§ CHALLENGE: Can you reproduce the items from the start through the line containing "[(337, 316)]", both ends included, with their requests, scaling every point coordinate in the answers by 0.3 and rounding to whole numbers, halves up? Leave the numbers in the requests and their format samples as they are.

§ INPUT:
□ □ □ □ □

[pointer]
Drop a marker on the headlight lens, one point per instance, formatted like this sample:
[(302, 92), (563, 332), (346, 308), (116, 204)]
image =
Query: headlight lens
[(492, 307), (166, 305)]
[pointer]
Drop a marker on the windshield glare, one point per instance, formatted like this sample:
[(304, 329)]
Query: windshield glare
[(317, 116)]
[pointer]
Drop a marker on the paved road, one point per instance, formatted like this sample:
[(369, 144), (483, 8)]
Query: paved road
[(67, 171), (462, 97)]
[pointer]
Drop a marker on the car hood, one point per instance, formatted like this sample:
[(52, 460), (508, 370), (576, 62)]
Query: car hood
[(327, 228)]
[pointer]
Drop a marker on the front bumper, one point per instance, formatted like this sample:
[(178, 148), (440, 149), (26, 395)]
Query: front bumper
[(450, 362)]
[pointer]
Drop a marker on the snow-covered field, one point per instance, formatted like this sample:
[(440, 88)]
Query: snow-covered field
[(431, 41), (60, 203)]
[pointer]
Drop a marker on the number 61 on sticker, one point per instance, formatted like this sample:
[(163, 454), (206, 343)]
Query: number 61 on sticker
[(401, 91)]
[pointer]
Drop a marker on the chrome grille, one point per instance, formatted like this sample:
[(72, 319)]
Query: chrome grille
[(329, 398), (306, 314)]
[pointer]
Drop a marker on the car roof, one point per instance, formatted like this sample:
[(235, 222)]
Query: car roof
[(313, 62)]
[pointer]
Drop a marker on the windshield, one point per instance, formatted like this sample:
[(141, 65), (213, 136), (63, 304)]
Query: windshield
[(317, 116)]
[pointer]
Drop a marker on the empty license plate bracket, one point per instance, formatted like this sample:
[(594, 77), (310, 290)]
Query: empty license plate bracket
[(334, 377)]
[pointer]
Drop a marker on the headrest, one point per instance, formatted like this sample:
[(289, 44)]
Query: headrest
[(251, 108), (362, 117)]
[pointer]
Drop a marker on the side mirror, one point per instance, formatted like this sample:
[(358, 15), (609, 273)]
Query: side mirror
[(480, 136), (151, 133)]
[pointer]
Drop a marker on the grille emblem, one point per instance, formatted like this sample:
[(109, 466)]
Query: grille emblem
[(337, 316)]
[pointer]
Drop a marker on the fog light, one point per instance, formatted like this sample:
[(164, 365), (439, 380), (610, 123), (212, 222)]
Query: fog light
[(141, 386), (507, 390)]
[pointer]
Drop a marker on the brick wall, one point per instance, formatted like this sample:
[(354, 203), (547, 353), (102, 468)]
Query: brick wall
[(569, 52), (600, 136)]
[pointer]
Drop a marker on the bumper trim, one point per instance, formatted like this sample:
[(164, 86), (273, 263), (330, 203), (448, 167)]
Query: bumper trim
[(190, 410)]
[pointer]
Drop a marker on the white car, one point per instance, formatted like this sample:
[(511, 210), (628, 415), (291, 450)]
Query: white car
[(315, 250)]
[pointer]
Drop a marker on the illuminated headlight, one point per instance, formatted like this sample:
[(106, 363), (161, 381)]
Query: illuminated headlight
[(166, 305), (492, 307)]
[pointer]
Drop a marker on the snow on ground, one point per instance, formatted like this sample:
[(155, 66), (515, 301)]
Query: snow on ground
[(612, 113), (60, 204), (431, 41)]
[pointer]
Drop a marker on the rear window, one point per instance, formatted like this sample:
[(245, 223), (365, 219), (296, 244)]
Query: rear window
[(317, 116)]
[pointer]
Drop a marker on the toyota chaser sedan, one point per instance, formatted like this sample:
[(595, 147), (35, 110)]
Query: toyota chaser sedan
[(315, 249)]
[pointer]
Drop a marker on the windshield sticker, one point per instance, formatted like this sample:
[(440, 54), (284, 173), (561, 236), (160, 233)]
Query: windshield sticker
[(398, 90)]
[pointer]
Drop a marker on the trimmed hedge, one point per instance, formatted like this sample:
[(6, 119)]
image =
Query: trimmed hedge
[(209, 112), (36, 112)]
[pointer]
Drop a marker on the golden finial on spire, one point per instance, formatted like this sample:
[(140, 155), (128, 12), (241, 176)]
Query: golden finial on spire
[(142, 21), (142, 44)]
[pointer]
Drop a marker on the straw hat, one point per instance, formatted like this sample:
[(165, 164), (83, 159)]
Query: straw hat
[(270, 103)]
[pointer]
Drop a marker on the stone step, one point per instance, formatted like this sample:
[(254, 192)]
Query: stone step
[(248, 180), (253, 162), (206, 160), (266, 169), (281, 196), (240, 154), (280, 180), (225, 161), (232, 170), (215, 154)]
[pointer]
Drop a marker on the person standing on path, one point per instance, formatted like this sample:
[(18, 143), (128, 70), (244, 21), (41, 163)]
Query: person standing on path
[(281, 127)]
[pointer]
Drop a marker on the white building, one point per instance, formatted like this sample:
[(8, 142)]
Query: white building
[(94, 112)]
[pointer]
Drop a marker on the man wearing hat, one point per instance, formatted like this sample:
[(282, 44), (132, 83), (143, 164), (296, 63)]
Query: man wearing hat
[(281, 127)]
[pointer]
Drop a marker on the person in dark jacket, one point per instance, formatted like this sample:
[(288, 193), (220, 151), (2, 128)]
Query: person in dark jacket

□ □ □ □ □

§ REPLY:
[pointer]
Drop a marker on the headlight lens, one point per instance, formatted like this sample:
[(302, 92), (563, 332), (346, 308), (116, 204)]
image =
Query: headlight lens
[(148, 92), (50, 92)]
[pointer]
Drop a marker on the windshield glare, one point per instance, formatted like this sample:
[(304, 329)]
Query: windshield glare
[(95, 35)]
[pointer]
Drop a marker on the paved road, one point per instance, formatted like this sample:
[(369, 144), (483, 8)]
Query: paved road
[(20, 51), (139, 29)]
[pointer]
Drop a marker on the car hood, one point per instance, formatted like this sample:
[(52, 460), (508, 370), (576, 62)]
Query: car hood
[(98, 68)]
[pointer]
Drop a marker on the front bumper, one point per instance, formatted like this sample:
[(178, 148), (440, 149), (26, 395)]
Query: front bumper
[(135, 109)]
[pointer]
Drop a marker on the snow-covered field, one point per instance, formatted like this sample:
[(440, 88)]
Query: snow-covered field
[(129, 12), (18, 61)]
[pointer]
Drop a marker on the number 61 on sticker, one point per instance, formatted like this sample:
[(163, 454), (206, 343)]
Query: number 61 on sticker
[(120, 27)]
[pointer]
Drop a marker on the chrome grille, one point per instance, formatted like this sample:
[(72, 319)]
Query: chrome grille
[(99, 119), (92, 94)]
[pointer]
Drop a marker on the car roof, one point per instance, formatted like this sample:
[(235, 222)]
Query: car roof
[(94, 19)]
[pointer]
Drop a marker on the windshield, one point per instance, formatted like this sample:
[(141, 65), (213, 136), (63, 304)]
Query: windshield
[(95, 35)]
[pointer]
Drop a marker on the empty license plate bracket, one point per instance, formatted like this sample:
[(594, 77), (310, 290)]
Query: empty license plate bracket
[(100, 113)]
[pointer]
Drop a marker on the headrest, one point per instance, formatted like this sample:
[(289, 44)]
Query: headrest
[(75, 32), (109, 35)]
[pointer]
Drop a marker on the side mirror, one point per instance, formatted like this sample:
[(358, 15), (609, 273)]
Query: side mirror
[(144, 41), (45, 40)]
[pointer]
Drop a marker on the grille emblem, one point per instance, formatted like this sample:
[(109, 466)]
Query: grille emblem
[(101, 95)]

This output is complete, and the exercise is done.